Task objective:
The answer must be the full listing, repeated exactly.

Recorded information:
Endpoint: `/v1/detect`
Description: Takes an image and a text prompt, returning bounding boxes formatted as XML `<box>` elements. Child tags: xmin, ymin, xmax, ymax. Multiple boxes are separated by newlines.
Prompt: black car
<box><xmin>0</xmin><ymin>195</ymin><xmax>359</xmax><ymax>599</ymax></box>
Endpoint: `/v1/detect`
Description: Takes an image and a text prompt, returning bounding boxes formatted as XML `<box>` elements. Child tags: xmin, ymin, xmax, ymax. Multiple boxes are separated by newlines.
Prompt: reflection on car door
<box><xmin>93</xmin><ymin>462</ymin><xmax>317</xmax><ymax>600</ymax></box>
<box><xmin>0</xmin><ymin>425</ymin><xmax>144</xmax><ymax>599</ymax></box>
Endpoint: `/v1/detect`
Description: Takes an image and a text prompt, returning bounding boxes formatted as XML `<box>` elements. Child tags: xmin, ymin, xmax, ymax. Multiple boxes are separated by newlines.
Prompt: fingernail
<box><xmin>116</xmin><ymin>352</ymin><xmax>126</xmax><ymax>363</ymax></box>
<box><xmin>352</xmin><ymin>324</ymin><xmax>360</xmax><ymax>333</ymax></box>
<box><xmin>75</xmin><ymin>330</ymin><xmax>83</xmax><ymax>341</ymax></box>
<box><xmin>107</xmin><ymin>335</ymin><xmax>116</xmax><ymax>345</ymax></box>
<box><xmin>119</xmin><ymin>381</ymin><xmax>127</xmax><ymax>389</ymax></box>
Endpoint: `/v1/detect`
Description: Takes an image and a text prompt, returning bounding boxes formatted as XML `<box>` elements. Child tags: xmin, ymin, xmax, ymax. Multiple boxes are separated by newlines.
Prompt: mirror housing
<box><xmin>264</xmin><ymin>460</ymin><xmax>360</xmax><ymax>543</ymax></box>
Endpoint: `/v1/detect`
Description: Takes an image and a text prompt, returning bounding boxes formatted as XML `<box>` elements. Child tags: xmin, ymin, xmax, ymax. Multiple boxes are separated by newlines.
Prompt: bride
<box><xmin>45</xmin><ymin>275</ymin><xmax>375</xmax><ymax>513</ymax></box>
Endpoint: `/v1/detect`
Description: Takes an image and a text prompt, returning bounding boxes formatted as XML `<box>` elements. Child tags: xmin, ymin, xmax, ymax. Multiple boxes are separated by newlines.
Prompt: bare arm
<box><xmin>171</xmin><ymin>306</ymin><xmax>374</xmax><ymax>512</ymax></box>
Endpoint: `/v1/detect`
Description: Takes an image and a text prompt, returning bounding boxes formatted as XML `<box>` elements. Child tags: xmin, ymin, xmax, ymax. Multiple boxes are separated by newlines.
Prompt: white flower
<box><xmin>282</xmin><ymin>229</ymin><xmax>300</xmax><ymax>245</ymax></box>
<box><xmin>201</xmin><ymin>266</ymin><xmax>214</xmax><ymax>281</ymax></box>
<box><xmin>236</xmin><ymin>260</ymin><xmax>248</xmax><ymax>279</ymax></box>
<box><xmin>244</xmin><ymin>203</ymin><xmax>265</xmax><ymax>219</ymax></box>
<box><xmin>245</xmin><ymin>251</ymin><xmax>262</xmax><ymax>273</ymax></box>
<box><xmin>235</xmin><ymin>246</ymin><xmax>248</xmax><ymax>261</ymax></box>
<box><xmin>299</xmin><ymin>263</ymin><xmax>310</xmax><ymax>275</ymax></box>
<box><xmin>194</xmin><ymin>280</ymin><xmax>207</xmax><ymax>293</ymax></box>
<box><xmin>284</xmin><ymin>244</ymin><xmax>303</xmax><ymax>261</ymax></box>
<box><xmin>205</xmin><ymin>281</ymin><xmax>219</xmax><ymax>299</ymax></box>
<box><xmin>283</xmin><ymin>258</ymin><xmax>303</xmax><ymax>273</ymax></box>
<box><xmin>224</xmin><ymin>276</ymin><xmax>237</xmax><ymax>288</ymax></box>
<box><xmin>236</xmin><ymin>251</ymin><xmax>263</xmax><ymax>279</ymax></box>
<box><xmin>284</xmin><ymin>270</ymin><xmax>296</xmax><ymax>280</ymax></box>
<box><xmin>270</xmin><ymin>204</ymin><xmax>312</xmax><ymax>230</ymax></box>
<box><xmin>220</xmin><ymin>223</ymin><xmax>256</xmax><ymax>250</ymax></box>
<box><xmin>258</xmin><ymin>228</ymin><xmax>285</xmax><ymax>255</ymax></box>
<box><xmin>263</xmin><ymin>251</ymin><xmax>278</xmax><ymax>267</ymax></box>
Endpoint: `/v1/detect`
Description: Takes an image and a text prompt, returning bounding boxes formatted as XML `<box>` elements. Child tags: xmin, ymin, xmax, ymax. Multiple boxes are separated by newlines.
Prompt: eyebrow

Task solution:
Endpoint: `/v1/detect`
Description: Takes an image and a text prompt, returning bounding boxes formatted as XML `<box>` elements. Child tags: xmin, ymin, xmax, ymax. Multiple boxes are separated by newlines.
Prompt: black car
<box><xmin>0</xmin><ymin>195</ymin><xmax>359</xmax><ymax>599</ymax></box>
Endpoint: `/v1/detect`
Description: Takes an image and a text prompt, returning bounding boxes formatted as XML `<box>` elements. Child tags: xmin, ymin, xmax, ymax. Multiple boxes are separated by newlines.
Prompt: reflection on car door
<box><xmin>93</xmin><ymin>462</ymin><xmax>317</xmax><ymax>600</ymax></box>
<box><xmin>0</xmin><ymin>425</ymin><xmax>144</xmax><ymax>599</ymax></box>
Endpoint: `/v1/detect`
Description: Takes an image and a text prompt, returning bounding boxes formatted as XML `<box>` elements. Child tags: xmin, ymin, xmax, ymax. Multiple boxes are separated by newlines.
Prompt: fingernail
<box><xmin>116</xmin><ymin>352</ymin><xmax>126</xmax><ymax>363</ymax></box>
<box><xmin>352</xmin><ymin>324</ymin><xmax>360</xmax><ymax>333</ymax></box>
<box><xmin>75</xmin><ymin>330</ymin><xmax>83</xmax><ymax>341</ymax></box>
<box><xmin>107</xmin><ymin>335</ymin><xmax>116</xmax><ymax>345</ymax></box>
<box><xmin>119</xmin><ymin>381</ymin><xmax>127</xmax><ymax>389</ymax></box>
Endpoint: `/v1/detect`
Description: Takes an image and a text prompt, returning bounding boxes formatted as XML `<box>` elements. Child tags: xmin, ymin, xmax, ymax. Multiple boxes are separated by newlines.
Prompt: mirror housing
<box><xmin>264</xmin><ymin>460</ymin><xmax>360</xmax><ymax>543</ymax></box>
Endpoint: `/v1/detect`
Description: Takes an image and a text prompt, returning bounding boxes formatted as XML `<box>` elements. Child tags: xmin, ymin, xmax, ymax. Multiple boxes are separated by newlines.
Prompt: bride
<box><xmin>45</xmin><ymin>275</ymin><xmax>375</xmax><ymax>513</ymax></box>
Endpoint: `/v1/detect`
Description: Takes an image and a text prompt, returning bounding boxes formatted as XML `<box>` elements. Child tags: xmin, ymin, xmax, ymax. Multiple boxes are separated by newlines.
Prompt: bare arm
<box><xmin>171</xmin><ymin>306</ymin><xmax>374</xmax><ymax>512</ymax></box>
Endpoint: `/v1/detect`
Description: Takes an image and a text prompt, returning bounding boxes formatted as XML `<box>` elements. Child tags: xmin, ymin, xmax, ymax. Multiple boxes are separated by newlines.
Prompt: white flower
<box><xmin>282</xmin><ymin>229</ymin><xmax>300</xmax><ymax>245</ymax></box>
<box><xmin>201</xmin><ymin>266</ymin><xmax>214</xmax><ymax>281</ymax></box>
<box><xmin>236</xmin><ymin>260</ymin><xmax>248</xmax><ymax>279</ymax></box>
<box><xmin>244</xmin><ymin>203</ymin><xmax>265</xmax><ymax>219</ymax></box>
<box><xmin>245</xmin><ymin>251</ymin><xmax>262</xmax><ymax>273</ymax></box>
<box><xmin>235</xmin><ymin>246</ymin><xmax>248</xmax><ymax>261</ymax></box>
<box><xmin>299</xmin><ymin>263</ymin><xmax>310</xmax><ymax>275</ymax></box>
<box><xmin>194</xmin><ymin>280</ymin><xmax>207</xmax><ymax>293</ymax></box>
<box><xmin>284</xmin><ymin>244</ymin><xmax>303</xmax><ymax>261</ymax></box>
<box><xmin>205</xmin><ymin>281</ymin><xmax>219</xmax><ymax>299</ymax></box>
<box><xmin>283</xmin><ymin>258</ymin><xmax>303</xmax><ymax>273</ymax></box>
<box><xmin>224</xmin><ymin>276</ymin><xmax>237</xmax><ymax>288</ymax></box>
<box><xmin>236</xmin><ymin>251</ymin><xmax>263</xmax><ymax>279</ymax></box>
<box><xmin>284</xmin><ymin>270</ymin><xmax>296</xmax><ymax>280</ymax></box>
<box><xmin>270</xmin><ymin>204</ymin><xmax>312</xmax><ymax>230</ymax></box>
<box><xmin>220</xmin><ymin>223</ymin><xmax>256</xmax><ymax>250</ymax></box>
<box><xmin>258</xmin><ymin>228</ymin><xmax>285</xmax><ymax>255</ymax></box>
<box><xmin>263</xmin><ymin>251</ymin><xmax>278</xmax><ymax>267</ymax></box>
Endpoint: `/v1/detect`
Description: Takes an image and a text prompt, returning bounding boxes formatted as XML `<box>` elements. Child tags: xmin, ymin, xmax, ymax. Multiple boxes are separated by newlines.
Prompt: eyebrow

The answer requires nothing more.